Extrait de page:
Des Lévy et des Bloch

Petit-fils et arrière petit-fils de grand rabbin de France, fils et neveu de polytechnicien, Bernard Lévi sort d’une de ces grandes familles qui ont su concilier leur identité juive avec un sens du patriotisme aigu. Mais quand la France de Pétain capitule, le destin de cette grande famille bascule, comme celui de près de 300 000 juifs installés en France plus ou moins récemment.

C’est dans ce contexte que le jeune Lévi passe le concours de l’École polytechnique, par deux fois d’ailleurs, en 1940 et 1941. Lorsqu’il intègre en 5/2, le statut des juifs est déjà promulgué et il a la chance de faire parti du quota de juifs admis, 3% de 200 élèves, soit 6 en tout. Ce livre raconte son parcours, depuis le lycée avant la guerre, jusqu’à sa sortie en 1943, qui le pousse à s’engager dans la résistance, au sein d’un réseau de renseignement.

Épuration, j’oublierai ton nom

X bis est un livre terrible, qui fait le constat amer d’une épuration ratée, du moins largement évitée. La solidarité polytechnicienne à cette époque voulait dire quelque chose, et Bernard Lévi rappelle comment les erreurs antisémites, les errements vychistes des uns et des autres ont été rapidement passés sous silence.

Ce livre est donc doublement intéressant. D’une part, il relate un pan de l’histoire de l’École polytechnique peu ou mal connu des générations actuelles. On y retrouve quelques illustres qui ont collaboré avec conviction, comme Bichelonne, le major des majors. On y trouve, d’autre part, un récit très personnel de cette période, de ses détails comme de ses grandes lignes. Dernière particularité de ce livre, il s’appuie bien sûr sur des souvenirs personnels, mais aussi, et principalement, sur les lettres écrites par son auteur à un de ses amis proches, disparu peu avant la rédaction du livre : la fille de ce dernier ayant retrouvé les précieux échanges, conservés intacts par leur destinataire, les avait portés à Bernard Lévi, qui s’est appuyé dessus pour construire son récit chronologique.

Bref, voici un livre à lire sans hésiter.

Objectif A:
Répondez à ces questions à partir de l'extrait :
(i) En quelles années Bernard Lévi passe-t-il le concours de l'École polytechnique ?
(ii) Combien d'élèves juifs le quota permettait-il d'admettre ?
(iii) Qui a remis à Bernard Lévi les lettres sur lesquelles s'appuie son livre ?
Objectif B: Relevez toutes les années citées dans l'extrait.
Objectif C: Recopiez le passage de l'extrait allant de « Petit-fils et arrière » jusqu'à « réseau de renseignement. ».

Contenu des données:
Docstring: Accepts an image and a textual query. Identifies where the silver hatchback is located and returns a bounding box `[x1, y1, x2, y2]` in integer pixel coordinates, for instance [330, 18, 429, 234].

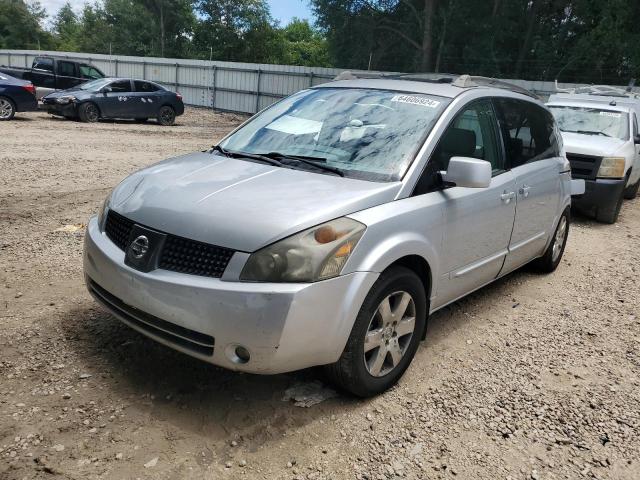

Solution A:
(i) En 1940 et en 1941.
(ii) Six élèves, soit 3 % de 200 élèves.
(iii) La fille de l'ami proche à qui il avait écrit ces lettres.

Solution B: 1940, 1941, 1943

Solution C:
Petit-fils et arrière petit-fils de grand rabbin de France, fils et neveu de polytechnicien, Bernard Lévi sort d’une de ces grandes familles qui ont su concilier leur identité juive avec un sens du patriotisme aigu. Mais quand la France de Pétain capitule, le destin de cette grande famille bascule, comme celui de près de 300 000 juifs installés en France plus ou moins récemment.

C’est dans ce contexte que le jeune Lévi passe le concours de l’École polytechnique, par deux fois d’ailleurs, en 1940 et 1941. Lorsqu’il intègre en 5/2, le statut des juifs est déjà promulgué et il a la chance de faire parti du quota de juifs admis, 3% de 200 élèves, soit 6 en tout. Ce livre raconte son parcours, depuis le lycée avant la guerre, jusqu’à sa sortie en 1943, qui le pousse à s’engager dans la résistance, au sein d’un réseau de renseignement.